_Task_: The reply should contain only the lines from the start of the records through the line with "Draw the outline of every instance of the white ceramic", reproduced verbatim and without pictures.

_Dataset content_:
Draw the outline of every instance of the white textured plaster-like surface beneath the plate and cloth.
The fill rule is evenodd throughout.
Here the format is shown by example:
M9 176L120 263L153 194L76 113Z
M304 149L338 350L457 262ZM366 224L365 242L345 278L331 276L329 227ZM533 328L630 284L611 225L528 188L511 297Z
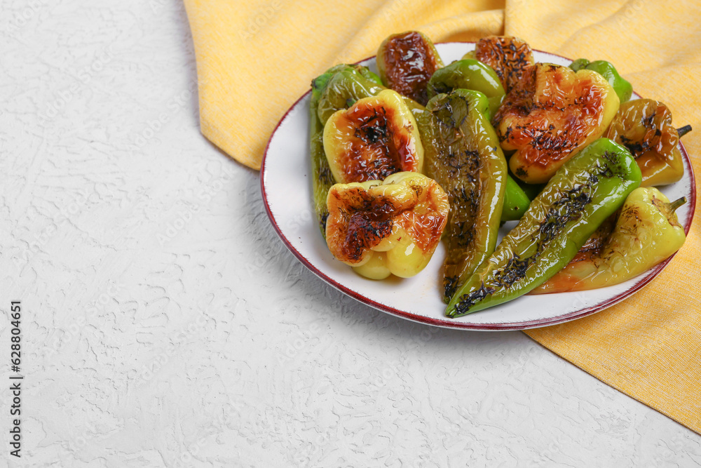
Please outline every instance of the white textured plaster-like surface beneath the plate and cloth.
M0 388L15 299L26 378L20 462L0 391L0 466L701 464L700 436L522 333L325 286L194 90L176 0L2 1Z

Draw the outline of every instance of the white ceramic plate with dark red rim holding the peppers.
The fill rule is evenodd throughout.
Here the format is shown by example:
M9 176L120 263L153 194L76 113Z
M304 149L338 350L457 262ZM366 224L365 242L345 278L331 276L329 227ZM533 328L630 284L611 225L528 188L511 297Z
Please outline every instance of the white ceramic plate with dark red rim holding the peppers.
M437 44L445 63L459 60L475 48L474 43ZM534 52L536 62L569 65L571 60L545 52ZM375 59L360 62L376 72ZM554 325L594 314L632 295L646 285L667 265L669 260L615 286L580 293L526 295L517 300L469 314L459 319L444 316L441 300L441 265L445 256L442 244L420 274L409 279L391 276L383 281L364 279L350 267L334 260L322 238L311 200L311 179L308 144L309 95L306 93L292 105L278 123L268 142L261 168L263 199L275 231L285 246L312 272L330 285L355 299L404 319L448 328L469 330L523 330ZM633 98L639 98L634 95ZM688 203L677 210L686 232L691 225L696 198L695 181L686 151L681 147L685 173L682 180L662 187L669 199L686 196ZM506 234L517 222L508 222L501 229Z

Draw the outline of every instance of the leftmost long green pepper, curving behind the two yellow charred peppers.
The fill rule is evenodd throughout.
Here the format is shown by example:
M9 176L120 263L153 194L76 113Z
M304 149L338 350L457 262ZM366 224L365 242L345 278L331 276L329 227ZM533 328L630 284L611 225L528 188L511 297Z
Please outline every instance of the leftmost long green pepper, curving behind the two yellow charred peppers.
M326 197L334 185L334 176L324 153L324 124L338 109L351 107L353 103L384 89L379 77L360 65L336 65L313 79L309 104L309 138L313 204L322 235L326 233L329 210Z

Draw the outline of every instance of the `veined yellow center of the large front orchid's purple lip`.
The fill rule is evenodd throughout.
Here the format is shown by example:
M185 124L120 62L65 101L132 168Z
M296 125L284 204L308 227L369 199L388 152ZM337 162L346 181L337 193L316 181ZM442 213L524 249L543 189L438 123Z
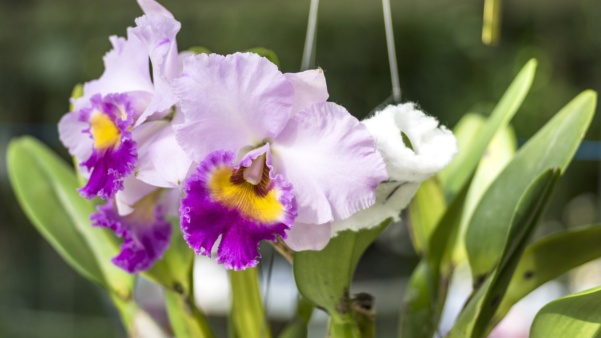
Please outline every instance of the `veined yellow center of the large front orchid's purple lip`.
M269 167L263 166L263 177L257 185L244 179L244 169L222 167L213 171L209 180L211 197L229 210L236 209L246 220L261 223L278 221L284 206L279 203L276 191L269 190Z

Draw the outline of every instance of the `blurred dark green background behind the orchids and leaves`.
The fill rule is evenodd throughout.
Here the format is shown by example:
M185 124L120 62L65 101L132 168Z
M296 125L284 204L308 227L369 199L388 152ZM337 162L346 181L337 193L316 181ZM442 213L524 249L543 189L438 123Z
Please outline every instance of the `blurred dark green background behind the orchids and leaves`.
M180 50L205 46L231 54L261 46L276 52L283 72L299 70L310 0L161 2L182 22ZM505 0L496 47L481 42L482 0L391 0L391 8L403 100L450 128L465 112L489 114L532 57L539 62L534 84L512 121L520 139L531 137L580 91L601 89L599 0ZM0 0L0 336L124 337L99 287L67 266L26 220L4 155L11 137L33 134L68 159L55 124L67 112L73 85L102 74L108 36L125 35L141 15L135 0ZM325 70L329 100L356 117L385 100L391 81L381 2L322 0L316 63ZM600 130L596 117L585 139L599 140ZM574 161L536 236L598 221L598 177L599 162ZM269 260L271 248L261 251ZM362 259L354 288L376 295L378 337L395 336L404 282L416 262L403 224L387 230ZM288 302L270 305L276 333L296 296L287 263L277 256L274 267L270 299ZM599 275L593 262L558 278L540 297L573 292ZM138 297L165 321L153 284L142 280ZM227 298L207 299L201 305L213 307L211 320L225 337ZM324 318L315 315L311 334L323 336Z

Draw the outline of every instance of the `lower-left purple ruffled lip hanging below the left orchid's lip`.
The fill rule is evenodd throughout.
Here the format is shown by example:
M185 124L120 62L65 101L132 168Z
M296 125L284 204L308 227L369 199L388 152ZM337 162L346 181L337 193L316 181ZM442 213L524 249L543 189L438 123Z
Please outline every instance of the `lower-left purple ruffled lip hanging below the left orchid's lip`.
M111 262L130 274L149 269L169 247L172 229L163 216L162 206L156 203L159 192L139 200L127 216L118 214L112 200L96 208L99 214L90 216L93 226L108 227L123 237L121 252Z

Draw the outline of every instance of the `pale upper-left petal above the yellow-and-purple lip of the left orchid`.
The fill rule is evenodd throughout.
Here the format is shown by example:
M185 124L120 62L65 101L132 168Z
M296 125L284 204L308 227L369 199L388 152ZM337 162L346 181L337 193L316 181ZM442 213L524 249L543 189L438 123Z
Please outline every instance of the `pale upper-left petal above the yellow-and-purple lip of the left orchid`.
M148 52L132 29L127 29L127 40L117 35L109 37L113 49L103 57L105 72L99 79L84 84L84 96L73 101L75 111L88 107L90 98L95 94L105 96L141 91L139 99L148 100L154 92L148 70Z

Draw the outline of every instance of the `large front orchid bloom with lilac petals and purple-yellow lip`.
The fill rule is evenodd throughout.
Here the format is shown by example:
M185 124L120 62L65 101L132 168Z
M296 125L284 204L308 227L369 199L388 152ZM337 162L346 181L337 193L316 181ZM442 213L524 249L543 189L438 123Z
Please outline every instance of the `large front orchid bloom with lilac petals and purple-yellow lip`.
M257 54L200 54L172 88L185 115L175 137L199 163L183 185L184 238L210 256L221 235L216 260L228 269L257 265L258 242L291 228L288 240L329 240L329 223L373 204L388 177L365 125L325 102L321 69L282 74Z

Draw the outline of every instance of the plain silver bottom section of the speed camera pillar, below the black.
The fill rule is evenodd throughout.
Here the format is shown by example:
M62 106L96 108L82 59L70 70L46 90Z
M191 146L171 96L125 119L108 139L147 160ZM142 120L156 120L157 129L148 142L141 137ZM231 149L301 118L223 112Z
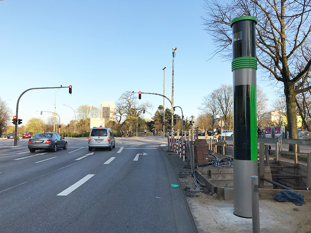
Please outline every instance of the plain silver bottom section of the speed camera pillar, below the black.
M251 176L258 176L258 162L233 160L234 215L252 218Z

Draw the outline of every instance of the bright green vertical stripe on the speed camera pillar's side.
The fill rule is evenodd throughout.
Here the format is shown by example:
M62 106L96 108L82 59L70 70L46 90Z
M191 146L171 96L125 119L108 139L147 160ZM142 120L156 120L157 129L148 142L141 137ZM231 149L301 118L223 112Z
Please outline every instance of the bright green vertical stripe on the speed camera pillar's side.
M257 87L250 85L251 160L257 160Z

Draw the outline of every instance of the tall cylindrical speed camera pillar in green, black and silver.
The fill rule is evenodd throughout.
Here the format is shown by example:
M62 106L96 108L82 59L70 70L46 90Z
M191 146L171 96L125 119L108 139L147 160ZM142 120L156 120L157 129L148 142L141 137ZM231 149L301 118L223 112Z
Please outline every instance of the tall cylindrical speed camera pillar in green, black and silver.
M253 16L231 21L233 72L234 215L252 217L251 176L257 168L256 23Z

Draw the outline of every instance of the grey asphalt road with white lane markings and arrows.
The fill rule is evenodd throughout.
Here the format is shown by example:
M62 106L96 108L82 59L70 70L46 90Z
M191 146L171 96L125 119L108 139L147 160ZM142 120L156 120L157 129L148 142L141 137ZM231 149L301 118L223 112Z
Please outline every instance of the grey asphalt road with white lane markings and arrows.
M117 138L116 148L30 153L0 140L0 232L193 232L158 138Z

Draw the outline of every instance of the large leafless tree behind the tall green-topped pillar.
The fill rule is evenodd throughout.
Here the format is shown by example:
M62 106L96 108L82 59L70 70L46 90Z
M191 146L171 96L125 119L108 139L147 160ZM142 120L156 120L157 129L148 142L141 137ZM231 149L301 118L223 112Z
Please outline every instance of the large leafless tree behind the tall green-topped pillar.
M298 139L296 95L311 89L304 87L311 67L310 3L311 0L205 0L207 18L202 18L217 46L214 55L227 60L232 55L231 20L243 15L258 19L257 61L267 78L283 83L289 136L293 139Z

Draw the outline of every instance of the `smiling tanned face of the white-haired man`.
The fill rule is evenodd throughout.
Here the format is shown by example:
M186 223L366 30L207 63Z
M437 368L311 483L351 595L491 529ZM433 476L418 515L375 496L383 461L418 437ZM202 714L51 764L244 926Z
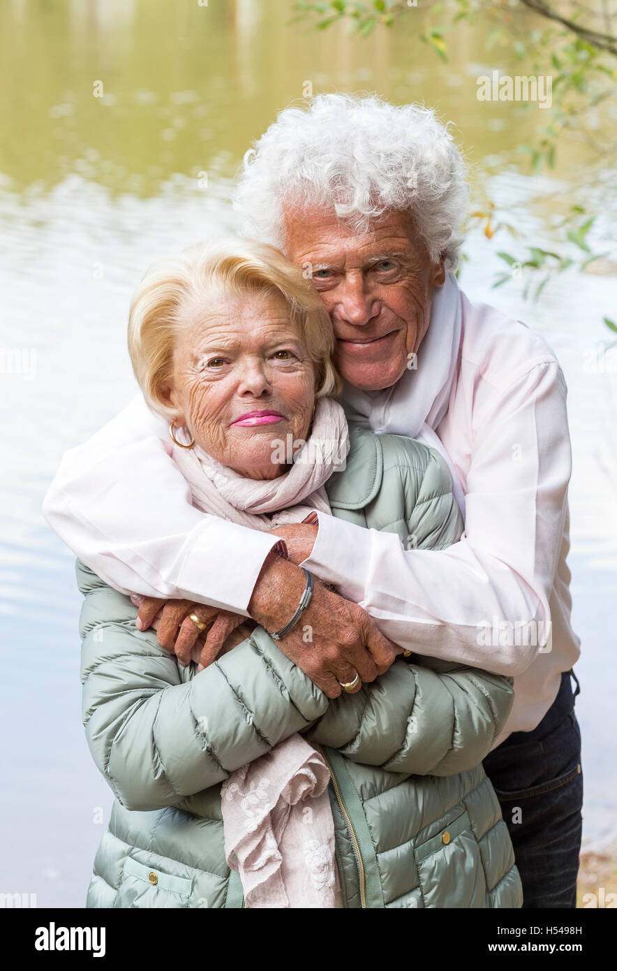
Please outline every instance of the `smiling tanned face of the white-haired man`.
M354 235L329 209L285 209L289 259L311 274L334 324L335 364L350 385L396 384L431 319L433 287L445 280L406 213L389 213Z

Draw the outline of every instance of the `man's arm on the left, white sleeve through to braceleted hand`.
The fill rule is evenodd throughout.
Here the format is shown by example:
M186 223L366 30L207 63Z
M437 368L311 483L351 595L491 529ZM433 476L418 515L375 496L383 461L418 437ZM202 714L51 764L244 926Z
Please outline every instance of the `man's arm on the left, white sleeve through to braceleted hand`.
M280 629L298 607L304 573L275 555L276 535L194 509L166 435L165 421L134 400L66 453L46 496L46 519L120 593L195 601ZM320 585L286 650L330 697L356 671L371 681L395 658L364 611ZM189 655L190 646L186 662Z

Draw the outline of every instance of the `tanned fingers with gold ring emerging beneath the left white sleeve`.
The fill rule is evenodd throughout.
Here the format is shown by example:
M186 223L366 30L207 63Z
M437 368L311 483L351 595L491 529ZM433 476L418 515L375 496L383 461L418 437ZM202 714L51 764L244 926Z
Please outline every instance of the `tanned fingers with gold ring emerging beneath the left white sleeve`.
M132 596L131 600L139 606L135 622L138 630L146 630L148 627L156 630L158 643L168 651L176 653L179 664L183 667L190 660L198 659L202 668L208 667L216 660L232 631L246 621L240 614L221 611L218 607L208 607L206 604L196 604L191 600L161 600L137 595ZM190 618L191 614L210 629L202 630L198 627Z

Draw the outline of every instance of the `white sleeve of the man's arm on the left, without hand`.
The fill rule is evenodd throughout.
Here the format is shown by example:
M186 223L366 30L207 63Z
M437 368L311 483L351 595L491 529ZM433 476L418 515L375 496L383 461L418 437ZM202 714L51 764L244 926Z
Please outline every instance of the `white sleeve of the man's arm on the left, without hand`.
M276 536L195 509L171 453L165 420L139 395L66 452L44 515L120 593L187 599L248 616Z

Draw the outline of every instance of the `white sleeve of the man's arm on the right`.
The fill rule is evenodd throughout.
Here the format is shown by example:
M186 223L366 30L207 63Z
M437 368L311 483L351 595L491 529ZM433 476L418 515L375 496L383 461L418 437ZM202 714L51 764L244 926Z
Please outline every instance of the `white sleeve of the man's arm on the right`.
M314 547L300 562L364 607L395 643L513 676L546 651L538 621L550 621L563 539L571 456L559 366L536 365L474 422L459 543L406 550L396 535L319 514ZM421 502L415 516L419 531ZM520 623L522 636L487 647L480 625L494 618Z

_Finished exercise_:
Draw the outline of every instance of the white textured plaster-like surface beneath the plate and cloth.
The fill rule is evenodd throughout.
Here the format is shown by example:
M9 176L120 263L153 194L76 113Z
M304 149L338 350L457 262ZM366 224L365 242L345 278L331 276L329 227ZM533 328L630 284L611 225L528 188L511 297Z
Please outline every instance of the white textured plaster-like surface beneath the plate and cloth.
M0 388L15 299L26 378L20 462L0 391L0 466L701 464L700 436L522 333L325 286L194 90L176 0L2 1Z

Draw the outline of every instance of the white ceramic plate with dark red rim holding the peppers.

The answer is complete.